PROBLEM DESCRIPTION -
Report how many lines in the records below hold the word "cheek". Add nothing to the number.

SUPPLIED ENTRIES -

------------------------------------------------------------

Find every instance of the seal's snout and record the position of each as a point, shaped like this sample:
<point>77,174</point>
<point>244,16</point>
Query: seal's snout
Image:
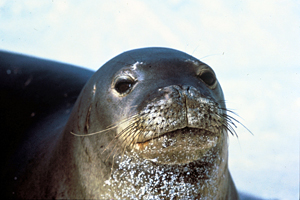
<point>178,121</point>
<point>177,107</point>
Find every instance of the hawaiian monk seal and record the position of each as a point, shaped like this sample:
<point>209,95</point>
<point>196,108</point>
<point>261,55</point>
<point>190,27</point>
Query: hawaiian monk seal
<point>149,124</point>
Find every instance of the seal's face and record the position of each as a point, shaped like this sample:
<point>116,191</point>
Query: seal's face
<point>157,122</point>
<point>171,109</point>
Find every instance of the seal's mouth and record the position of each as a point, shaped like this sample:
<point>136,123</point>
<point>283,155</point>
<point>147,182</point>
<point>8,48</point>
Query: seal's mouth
<point>179,146</point>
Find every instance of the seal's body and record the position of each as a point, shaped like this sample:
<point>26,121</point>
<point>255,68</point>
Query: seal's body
<point>149,124</point>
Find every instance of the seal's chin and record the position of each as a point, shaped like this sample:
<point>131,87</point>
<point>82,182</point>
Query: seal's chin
<point>178,147</point>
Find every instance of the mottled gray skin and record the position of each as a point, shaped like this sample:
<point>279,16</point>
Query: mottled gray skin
<point>163,138</point>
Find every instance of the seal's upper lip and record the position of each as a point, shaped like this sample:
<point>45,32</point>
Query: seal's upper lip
<point>180,131</point>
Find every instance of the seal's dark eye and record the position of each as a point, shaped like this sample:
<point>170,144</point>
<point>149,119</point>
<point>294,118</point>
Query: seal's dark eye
<point>124,85</point>
<point>208,78</point>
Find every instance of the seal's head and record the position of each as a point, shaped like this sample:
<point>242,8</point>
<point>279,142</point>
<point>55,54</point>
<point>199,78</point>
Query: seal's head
<point>154,112</point>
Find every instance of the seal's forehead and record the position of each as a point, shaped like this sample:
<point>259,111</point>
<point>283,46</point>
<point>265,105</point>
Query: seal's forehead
<point>153,54</point>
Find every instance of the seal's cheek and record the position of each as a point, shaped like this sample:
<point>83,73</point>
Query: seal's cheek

------------------------------------------------------------

WRITTEN ANSWER -
2